[Selection]
▼

BookBin2011: The Year’s Best Fantasy and Horror: Thirteenth Annual Collection

So this is it, denizens. This is what has been the bane of my literary existence for quite some time. True, when the slog became too tedious, I stopped to read some books that I thought I might actually enjoy. Then again, I thought I would enjoy this anthology.

Oh so wrong was I.

I purchased this anthology almost 10 years ago at a charity book sale at my first Big Girl job. I purchased quite a few books that day, including several mint/near mint Stephen King books that I still haven’t read. I believe they might end up on the scheduled reading list at some point this year.

I honestly thought that this more than 700-page tome (which includes more than 100 pages of preface material) would be an inevitable favorite. True, I much prefer to read science fiction than fantasy, but I do enjoy a good fantasy romp now and again. Plus, I’m such a horror junkie that I figured there would be plenty in the mix for me to love.

Right off the bat, I think that the editors of this anthology confused the term “fantasy” with the term “miscellaneous,” because that’s what this collection screams to me. It comprises stories that I wouldn’t in a million years categorize as fantasy stories…and, yes, I do understand that this is already a wide-reaching genre, covering stories from Mary Poppins to His Dark Materials to Edward Scissorhands to Xena. Still, there’s something about several of the stories in this collection that strikes me as decidedly lacking in that fantasy je ne sais quoi. They simply seem to be lacking in anything that would be easily defined as belonging to any other genres as well. So just throw them in with the fantasy grouping. No one will notice.

Also, I’m either far more nonplussed by fear than I used to be, or there are hardly any horror stories in this anthology. I think the only story that really got under my skin in any way was Tim Lebbon’s “White.” Lebbon strikes a strong, disconcerting stride, leaving you descending further and further into a world designed to keep you uneasy, unsettled, uncertain.

▲

[Required work]
1. Copy the book review again, starting at the words "So this is it, denizens." and stopping after "enjoy this anthology.", but swap "anthology" for "collection".
2. In the book review, which story is named as the only one that really got under the reviewer's skin?
3. Go on with the book review of the fantasy and horror collection, picking up right after its last sentence.

[Collected material]
▼

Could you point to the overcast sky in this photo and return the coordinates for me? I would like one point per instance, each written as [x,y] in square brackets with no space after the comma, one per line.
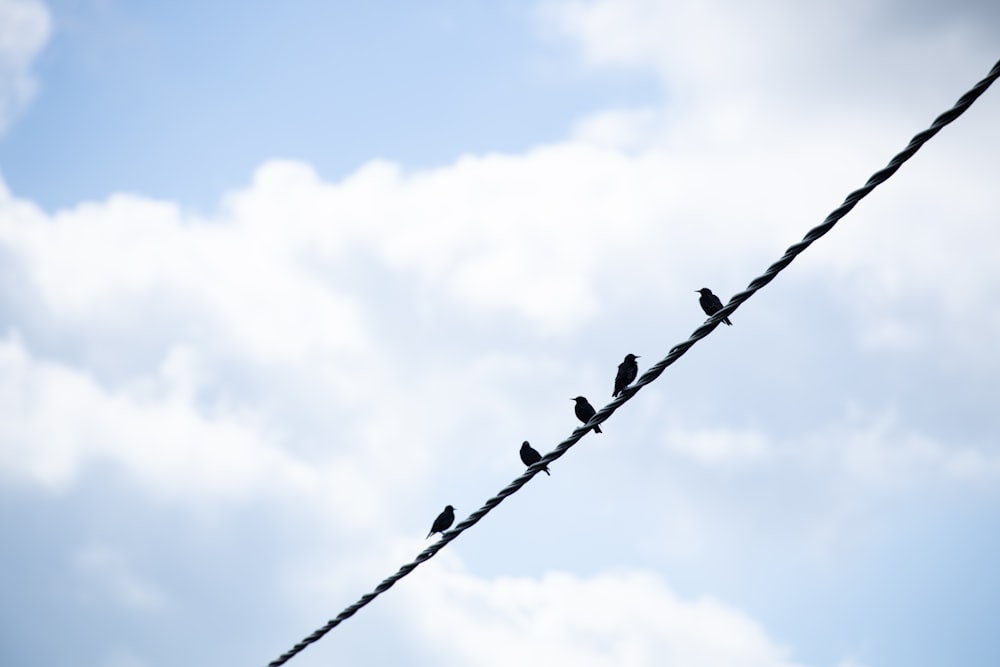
[279,281]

▲

[Response list]
1.
So this is it, denizens. This is what has been the bane of my literary existence for quite some time. True, when the slog became too tedious, I stopped to read some books that I thought I might actually enjoy. Then again, I thought I would enjoy this collection.

2. Tim Lebbon's "White."

3.
Paul J. McAuley also provides a delightfully macabre tale with his “Naming the Dead”; “The Disappearance of Elaine Coleman” by Steven Millhauser was indeterminably chilling; and Gemma Files’ “The Emperor’s Old Bones,” Steve Rasnic Tem’s “Halloween Street,” and Tia V. Travis’s “The Kiss” finally prove that sometimes anthologies do save the best for (near the) last.

Add to this the fact that Neil Gaiman makes two strong appearances, “Harlequin Valentine” and “Keepsakes and Treasures: A Love Story,” and it almost sounds as though I’m not too sure about the fate of this book’s future in my collection. The thing is this though: I recently purchased Gaiman’s Fragile Things, which contains both of the stories from this anthology. As for the other stories I mentioned, as much as I enjoyed them, I feel that the disappointment of the rest of this anthology still greatly outweighs any delight that these few non-Gaiman tales brought me.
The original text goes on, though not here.